Work required:
From the records below, print exactly the lines starting at the one containing "# response lists one point per instance, each like pixel 1215" and ending at the one containing "Target: drawer pull handle", ends included, and nothing else.

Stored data
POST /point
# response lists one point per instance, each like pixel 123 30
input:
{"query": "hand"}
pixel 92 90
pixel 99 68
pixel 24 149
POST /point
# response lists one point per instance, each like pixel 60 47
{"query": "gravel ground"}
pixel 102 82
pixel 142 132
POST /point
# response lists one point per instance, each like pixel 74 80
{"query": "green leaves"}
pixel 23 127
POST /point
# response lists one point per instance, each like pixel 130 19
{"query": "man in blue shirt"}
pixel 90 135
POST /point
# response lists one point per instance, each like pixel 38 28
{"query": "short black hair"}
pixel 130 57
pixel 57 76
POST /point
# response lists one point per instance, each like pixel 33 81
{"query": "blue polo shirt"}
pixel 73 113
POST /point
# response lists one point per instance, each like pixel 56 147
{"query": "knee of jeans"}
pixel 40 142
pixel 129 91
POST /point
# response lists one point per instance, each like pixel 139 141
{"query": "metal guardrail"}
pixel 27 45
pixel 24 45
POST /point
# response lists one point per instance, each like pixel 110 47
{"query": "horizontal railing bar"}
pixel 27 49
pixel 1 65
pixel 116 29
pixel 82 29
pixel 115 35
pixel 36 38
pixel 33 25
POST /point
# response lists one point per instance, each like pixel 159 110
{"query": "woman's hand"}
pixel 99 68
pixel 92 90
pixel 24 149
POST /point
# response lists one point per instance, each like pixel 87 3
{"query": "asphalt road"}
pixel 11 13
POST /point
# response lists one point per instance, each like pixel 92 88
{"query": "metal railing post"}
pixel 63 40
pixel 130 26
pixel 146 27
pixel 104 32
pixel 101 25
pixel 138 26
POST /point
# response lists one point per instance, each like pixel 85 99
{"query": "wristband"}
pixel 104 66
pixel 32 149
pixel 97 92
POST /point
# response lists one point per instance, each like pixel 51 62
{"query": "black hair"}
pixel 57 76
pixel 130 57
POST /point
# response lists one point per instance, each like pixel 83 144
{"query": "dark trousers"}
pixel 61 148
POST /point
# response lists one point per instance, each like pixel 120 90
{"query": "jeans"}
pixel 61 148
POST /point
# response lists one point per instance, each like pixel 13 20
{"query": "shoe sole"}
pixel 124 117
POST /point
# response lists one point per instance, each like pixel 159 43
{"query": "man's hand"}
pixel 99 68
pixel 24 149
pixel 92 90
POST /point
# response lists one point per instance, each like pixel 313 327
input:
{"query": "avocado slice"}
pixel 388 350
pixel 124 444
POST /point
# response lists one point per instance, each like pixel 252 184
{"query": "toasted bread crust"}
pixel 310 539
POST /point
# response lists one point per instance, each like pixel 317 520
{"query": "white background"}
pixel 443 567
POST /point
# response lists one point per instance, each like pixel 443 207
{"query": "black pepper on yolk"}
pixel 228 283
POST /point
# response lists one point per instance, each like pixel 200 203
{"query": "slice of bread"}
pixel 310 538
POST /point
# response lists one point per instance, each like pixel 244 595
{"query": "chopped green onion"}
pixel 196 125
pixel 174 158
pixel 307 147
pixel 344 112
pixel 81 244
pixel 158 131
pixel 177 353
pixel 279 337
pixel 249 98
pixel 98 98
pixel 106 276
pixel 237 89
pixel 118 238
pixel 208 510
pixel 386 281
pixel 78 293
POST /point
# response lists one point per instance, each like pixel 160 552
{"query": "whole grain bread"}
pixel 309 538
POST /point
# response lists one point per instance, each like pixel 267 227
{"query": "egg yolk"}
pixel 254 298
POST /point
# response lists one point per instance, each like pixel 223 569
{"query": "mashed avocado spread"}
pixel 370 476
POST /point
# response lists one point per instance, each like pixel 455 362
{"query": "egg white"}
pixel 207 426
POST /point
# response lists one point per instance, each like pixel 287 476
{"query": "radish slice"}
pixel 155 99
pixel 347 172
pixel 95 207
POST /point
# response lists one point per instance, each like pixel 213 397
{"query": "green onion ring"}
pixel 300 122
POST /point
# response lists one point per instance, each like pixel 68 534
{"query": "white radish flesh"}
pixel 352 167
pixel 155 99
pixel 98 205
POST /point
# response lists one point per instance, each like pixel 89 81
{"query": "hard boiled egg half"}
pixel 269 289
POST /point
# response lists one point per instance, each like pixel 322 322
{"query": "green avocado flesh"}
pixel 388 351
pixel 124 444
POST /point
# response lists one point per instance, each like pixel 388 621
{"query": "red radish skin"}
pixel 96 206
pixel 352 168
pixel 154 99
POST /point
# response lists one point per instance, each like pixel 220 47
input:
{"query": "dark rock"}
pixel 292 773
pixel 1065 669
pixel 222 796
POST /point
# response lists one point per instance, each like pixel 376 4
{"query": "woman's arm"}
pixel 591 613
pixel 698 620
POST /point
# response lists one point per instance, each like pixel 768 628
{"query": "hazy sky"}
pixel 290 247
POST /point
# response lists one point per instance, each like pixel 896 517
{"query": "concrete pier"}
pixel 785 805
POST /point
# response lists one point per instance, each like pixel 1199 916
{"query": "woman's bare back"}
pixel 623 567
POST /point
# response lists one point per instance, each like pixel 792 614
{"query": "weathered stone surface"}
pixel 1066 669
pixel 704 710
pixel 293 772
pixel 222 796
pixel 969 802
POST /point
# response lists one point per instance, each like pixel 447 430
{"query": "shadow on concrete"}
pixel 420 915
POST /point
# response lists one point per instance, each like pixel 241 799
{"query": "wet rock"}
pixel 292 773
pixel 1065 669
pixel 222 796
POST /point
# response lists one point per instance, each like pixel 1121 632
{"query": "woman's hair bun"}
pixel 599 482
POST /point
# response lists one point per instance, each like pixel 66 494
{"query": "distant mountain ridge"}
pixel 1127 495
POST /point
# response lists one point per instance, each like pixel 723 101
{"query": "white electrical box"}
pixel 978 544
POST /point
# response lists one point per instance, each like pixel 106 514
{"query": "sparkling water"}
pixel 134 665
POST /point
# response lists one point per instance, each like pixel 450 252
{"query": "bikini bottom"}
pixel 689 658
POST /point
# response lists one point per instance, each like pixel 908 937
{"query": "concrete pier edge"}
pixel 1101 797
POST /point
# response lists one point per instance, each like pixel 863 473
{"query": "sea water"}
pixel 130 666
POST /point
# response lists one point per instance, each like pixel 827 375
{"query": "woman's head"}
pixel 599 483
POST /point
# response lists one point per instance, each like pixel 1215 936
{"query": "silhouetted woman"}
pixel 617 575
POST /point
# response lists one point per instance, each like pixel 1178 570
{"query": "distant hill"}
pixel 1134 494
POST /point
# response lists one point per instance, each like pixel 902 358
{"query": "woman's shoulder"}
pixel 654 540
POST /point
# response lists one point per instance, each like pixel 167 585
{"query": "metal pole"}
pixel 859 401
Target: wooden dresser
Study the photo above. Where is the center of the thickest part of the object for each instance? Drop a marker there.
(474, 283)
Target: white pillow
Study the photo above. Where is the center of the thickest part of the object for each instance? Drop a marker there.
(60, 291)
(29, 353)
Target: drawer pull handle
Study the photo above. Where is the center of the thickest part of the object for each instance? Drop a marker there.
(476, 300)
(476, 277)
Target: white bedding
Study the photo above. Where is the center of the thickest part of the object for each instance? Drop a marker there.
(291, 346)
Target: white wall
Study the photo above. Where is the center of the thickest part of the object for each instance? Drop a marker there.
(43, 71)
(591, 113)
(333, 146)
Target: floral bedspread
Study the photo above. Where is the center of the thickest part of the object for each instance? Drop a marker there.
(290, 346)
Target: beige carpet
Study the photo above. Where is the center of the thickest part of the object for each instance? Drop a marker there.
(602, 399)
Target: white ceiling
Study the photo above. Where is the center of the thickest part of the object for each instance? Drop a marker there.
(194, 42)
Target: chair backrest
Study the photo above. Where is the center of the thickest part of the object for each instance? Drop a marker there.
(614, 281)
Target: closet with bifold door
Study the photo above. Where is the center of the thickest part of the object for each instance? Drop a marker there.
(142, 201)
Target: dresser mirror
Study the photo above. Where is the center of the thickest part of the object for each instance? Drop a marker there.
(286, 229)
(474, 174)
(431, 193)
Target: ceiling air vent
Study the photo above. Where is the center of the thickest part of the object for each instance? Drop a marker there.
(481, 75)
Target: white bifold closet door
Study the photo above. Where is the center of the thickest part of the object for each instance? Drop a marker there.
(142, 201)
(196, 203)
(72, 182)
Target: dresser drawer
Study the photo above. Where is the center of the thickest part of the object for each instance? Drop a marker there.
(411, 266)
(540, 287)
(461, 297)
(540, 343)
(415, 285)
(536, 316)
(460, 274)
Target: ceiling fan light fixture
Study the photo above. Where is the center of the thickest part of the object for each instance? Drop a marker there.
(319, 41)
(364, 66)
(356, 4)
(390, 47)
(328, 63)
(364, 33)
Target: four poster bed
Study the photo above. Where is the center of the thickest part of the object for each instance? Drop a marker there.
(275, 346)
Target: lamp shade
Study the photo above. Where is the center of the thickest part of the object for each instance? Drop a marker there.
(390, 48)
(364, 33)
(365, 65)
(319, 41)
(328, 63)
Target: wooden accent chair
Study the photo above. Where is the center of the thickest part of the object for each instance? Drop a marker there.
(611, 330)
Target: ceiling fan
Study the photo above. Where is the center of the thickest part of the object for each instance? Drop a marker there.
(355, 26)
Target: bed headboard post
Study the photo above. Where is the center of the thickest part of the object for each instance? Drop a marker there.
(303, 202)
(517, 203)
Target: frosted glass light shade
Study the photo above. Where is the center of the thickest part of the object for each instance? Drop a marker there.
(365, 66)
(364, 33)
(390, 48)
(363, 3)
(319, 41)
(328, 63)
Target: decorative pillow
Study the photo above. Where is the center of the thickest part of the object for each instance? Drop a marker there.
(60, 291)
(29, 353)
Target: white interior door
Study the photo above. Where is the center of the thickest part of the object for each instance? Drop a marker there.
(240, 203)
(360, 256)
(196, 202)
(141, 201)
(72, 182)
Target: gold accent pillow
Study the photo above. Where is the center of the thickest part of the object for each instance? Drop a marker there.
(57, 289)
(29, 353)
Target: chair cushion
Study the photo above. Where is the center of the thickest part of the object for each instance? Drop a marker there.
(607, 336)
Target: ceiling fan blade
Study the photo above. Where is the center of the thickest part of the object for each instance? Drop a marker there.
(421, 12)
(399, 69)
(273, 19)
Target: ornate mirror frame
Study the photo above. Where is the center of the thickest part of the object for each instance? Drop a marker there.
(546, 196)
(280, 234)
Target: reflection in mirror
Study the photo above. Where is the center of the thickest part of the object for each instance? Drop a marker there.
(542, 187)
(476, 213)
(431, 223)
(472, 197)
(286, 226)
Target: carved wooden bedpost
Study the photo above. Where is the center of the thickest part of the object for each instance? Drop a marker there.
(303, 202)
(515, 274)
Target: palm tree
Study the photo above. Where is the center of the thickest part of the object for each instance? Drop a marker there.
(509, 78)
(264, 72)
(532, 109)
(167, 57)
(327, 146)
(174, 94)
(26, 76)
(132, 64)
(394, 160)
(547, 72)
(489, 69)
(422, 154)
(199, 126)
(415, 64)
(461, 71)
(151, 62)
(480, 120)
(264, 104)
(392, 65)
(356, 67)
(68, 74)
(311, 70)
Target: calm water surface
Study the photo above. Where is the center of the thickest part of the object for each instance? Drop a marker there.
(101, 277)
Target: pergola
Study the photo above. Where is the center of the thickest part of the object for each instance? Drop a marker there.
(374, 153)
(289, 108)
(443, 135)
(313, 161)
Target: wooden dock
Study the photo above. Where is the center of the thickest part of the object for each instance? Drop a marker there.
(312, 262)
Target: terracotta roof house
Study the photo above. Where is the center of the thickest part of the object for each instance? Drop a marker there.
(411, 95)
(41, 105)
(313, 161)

Exercise output:
# response lists one point per instance, each like pixel 1215 936
{"query": "silhouetted woman"}
pixel 617 575
POST /point
# response lists one point per instance, each like pixel 1178 570
{"query": "distant hill"}
pixel 1134 494
POST /point
# response lists one point per instance, each like pixel 902 358
{"query": "woman's shoulder"}
pixel 654 540
POST /point
# response lists one point per instance, each like pixel 167 585
{"query": "metal pole"}
pixel 859 401
Target: wooden dresser
Study the photo above. Where is the center of the thickest part of the object for each instance? Drop a marker there.
(474, 283)
Target: white pillow
Study the photo above. Where is the center of the thickest part of the object for each instance? Drop a marker there.
(60, 291)
(29, 353)
Target: drawer pull handle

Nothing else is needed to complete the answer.